How to complete this task:
Return the records exactly, please. Every line should match.

--- Dataset excerpts ---

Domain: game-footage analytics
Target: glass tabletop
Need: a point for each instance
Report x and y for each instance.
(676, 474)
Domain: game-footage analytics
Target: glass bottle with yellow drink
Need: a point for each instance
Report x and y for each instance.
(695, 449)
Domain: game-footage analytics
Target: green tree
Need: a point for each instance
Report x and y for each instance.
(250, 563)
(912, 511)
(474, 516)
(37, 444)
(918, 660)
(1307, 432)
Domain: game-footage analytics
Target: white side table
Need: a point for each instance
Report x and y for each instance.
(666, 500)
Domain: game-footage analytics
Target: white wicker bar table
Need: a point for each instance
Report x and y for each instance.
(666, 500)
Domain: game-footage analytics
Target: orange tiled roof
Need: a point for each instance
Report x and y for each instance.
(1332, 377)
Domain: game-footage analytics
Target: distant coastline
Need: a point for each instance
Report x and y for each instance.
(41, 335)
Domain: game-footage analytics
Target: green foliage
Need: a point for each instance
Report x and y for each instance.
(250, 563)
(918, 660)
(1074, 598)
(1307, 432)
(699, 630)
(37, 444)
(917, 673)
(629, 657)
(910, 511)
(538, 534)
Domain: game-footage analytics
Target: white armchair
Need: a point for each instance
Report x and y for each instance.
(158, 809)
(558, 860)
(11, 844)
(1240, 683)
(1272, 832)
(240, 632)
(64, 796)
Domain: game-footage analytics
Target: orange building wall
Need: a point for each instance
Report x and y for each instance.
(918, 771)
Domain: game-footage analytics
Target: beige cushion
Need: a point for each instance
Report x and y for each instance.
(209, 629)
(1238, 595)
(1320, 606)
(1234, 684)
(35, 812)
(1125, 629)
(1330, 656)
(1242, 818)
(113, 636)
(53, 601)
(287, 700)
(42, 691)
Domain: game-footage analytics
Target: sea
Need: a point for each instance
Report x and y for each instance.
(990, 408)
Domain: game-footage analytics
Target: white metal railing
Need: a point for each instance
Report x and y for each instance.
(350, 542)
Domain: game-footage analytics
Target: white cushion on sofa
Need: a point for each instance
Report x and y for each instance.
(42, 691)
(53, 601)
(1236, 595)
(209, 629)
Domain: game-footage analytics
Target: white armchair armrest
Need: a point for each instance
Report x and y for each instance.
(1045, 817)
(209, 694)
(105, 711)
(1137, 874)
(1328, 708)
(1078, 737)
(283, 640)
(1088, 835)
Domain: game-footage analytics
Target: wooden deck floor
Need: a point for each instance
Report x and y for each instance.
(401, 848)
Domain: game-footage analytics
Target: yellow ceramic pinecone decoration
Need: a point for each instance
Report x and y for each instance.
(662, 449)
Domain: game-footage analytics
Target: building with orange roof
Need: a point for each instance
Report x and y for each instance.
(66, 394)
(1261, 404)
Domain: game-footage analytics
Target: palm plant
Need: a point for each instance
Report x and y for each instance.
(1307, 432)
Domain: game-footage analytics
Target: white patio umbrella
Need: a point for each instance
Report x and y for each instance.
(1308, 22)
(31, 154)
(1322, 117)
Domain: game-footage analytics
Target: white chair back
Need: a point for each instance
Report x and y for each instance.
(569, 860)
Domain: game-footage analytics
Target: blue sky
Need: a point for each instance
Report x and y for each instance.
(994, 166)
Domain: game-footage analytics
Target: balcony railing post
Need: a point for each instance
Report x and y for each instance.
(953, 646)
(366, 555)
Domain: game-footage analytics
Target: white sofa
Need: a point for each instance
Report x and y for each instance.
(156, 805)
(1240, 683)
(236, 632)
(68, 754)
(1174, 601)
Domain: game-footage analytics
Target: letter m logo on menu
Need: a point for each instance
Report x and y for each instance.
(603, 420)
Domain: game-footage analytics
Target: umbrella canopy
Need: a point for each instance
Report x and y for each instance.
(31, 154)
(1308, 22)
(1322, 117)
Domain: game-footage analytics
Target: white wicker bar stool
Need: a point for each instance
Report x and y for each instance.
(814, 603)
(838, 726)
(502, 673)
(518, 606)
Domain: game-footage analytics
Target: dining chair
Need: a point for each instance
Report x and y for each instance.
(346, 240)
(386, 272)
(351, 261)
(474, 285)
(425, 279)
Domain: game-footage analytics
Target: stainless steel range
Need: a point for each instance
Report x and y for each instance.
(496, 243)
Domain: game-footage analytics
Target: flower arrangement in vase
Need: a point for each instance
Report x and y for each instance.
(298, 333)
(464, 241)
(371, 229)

---

Expected answer:
Domain: game-footage analytics
Target: glass tabletop
Need: a point for each instance
Report x and y for each instance.
(676, 474)
Domain: game-footage analytics
Target: glass bottle with yellow drink
Need: a point for each instance
Report x and y for each instance.
(695, 449)
Domain: game-footage analytics
Target: green tree
Need: a point for each instance
Report x and y for each instance.
(250, 563)
(912, 511)
(474, 516)
(37, 444)
(918, 660)
(1307, 432)
Domain: game-footage analytics
Target: white side table
Need: a point for each instance
Report x and y for each instance.
(666, 500)
Domain: game-footage analytics
Target: white wicker bar table
Need: a point for each instance
Report x and y for each instance.
(666, 500)
Domain: game-footage analytics
Target: orange tiled roof
Need: a point for each instance
Report x and y for each instance.
(1332, 377)
Domain: game-footage analytics
Target: distant coastline
Need: a point for each instance
Report x and y for each instance.
(41, 335)
Domain: game-footage analytics
Target: green foliage
Need: a point for each instance
Report x and y for each instance.
(250, 563)
(918, 660)
(1074, 598)
(1307, 432)
(699, 630)
(37, 444)
(917, 673)
(629, 657)
(910, 511)
(538, 534)
Domain: game-footage analytics
Target: white armchair
Need: a point for each instance
Report x and y for each instance.
(158, 809)
(558, 860)
(11, 844)
(1240, 683)
(1272, 832)
(240, 632)
(64, 796)
Domain: game-footage analytics
Target: orange building wall
Need: a point for each instance
Report x and y for each instance.
(918, 771)
Domain: game-footage analytics
Target: beige cushion
Need: a point for each instance
Report x and y for each instance.
(209, 629)
(1238, 595)
(1320, 606)
(1234, 684)
(35, 812)
(1125, 629)
(1330, 656)
(1242, 818)
(113, 636)
(53, 601)
(287, 700)
(42, 691)
Domain: game-footage analytics
Target: sea
Need: a point for each instance
Report x and y for each instance.
(990, 408)
Domain: game-footage analytics
Target: white metal railing
Need: a point for each instance
Report x and y for each instance.
(350, 542)
Domain: game-footage analytics
Target: white cushion on sofa
Need: a point for each instance
Report x and y for each instance.
(42, 691)
(53, 601)
(1236, 595)
(209, 629)
Domain: game-footage analytics
Target: white armchair armrest
Need: a point for each instance
Report x and y for each instance.
(1045, 817)
(209, 694)
(105, 711)
(1137, 874)
(1328, 708)
(1078, 737)
(283, 640)
(1088, 835)
Domain: game-footage analytics
Target: wooden deck floor
Need: a point for each instance
Report x and y for each instance.
(401, 848)
Domain: game-footage analytics
Target: yellow ceramic pinecone decoration
Need: a point for each instance
Report x and y for each instance.
(662, 449)
Domain: game-footage analytics
Target: building with orange roof
Need: a point for each instance
Report x and y for each instance.
(66, 394)
(1261, 404)
Domain: game-footage analytics
Target: palm plant
Need: a point for each instance
Report x and y for each instance.
(1307, 432)
Domain: game-footage analytics
Target: white patio umbrella
Need: a point for each instance
Report x and y for each instance.
(1308, 22)
(31, 154)
(1322, 117)
Domain: game-footage analytics
Target: white chair back
Need: a point for each instance
Report x and y for each instance.
(569, 860)
Domain: game-footage analytics
Target: blue sky
Need: a point for each instance
Report x and y for each instance.
(994, 166)
Domain: game-footage analytics
Target: balcony railing post
Need: a point for each instance
Report x and y for each instance.
(953, 646)
(366, 555)
Domain: game-footage analytics
Target: white sofa
Need: a point for each instance
Report x and y for each instance.
(156, 805)
(1240, 683)
(236, 632)
(68, 754)
(1174, 601)
Domain: game-footage analytics
Target: letter m logo on menu
Need: a point for each instance
Report x and y for each instance.
(603, 420)
Domain: game-footage analytics
Target: umbrella canopy
Need: a point for each instance
Report x and y for each instance.
(31, 154)
(1308, 22)
(1322, 117)
Domain: game-footage analytics
Target: white wicker bar stool
Need: a point for each instance
Report x and y for each instance.
(814, 603)
(838, 726)
(502, 673)
(518, 606)
Domain: game-footage analytics
Target: dining chair
Need: a point for each instance
Report x and y for each instance.
(346, 240)
(386, 272)
(351, 261)
(474, 285)
(425, 279)
Domain: game-footage analytics
Target: stainless steel range
Need: a point for each instance
Report x and y for each instance.
(496, 243)
Domain: game-footage analytics
Target: flower arrangement in vase
Need: a point for each instance
Report x and y for each instance.
(298, 333)
(464, 241)
(371, 229)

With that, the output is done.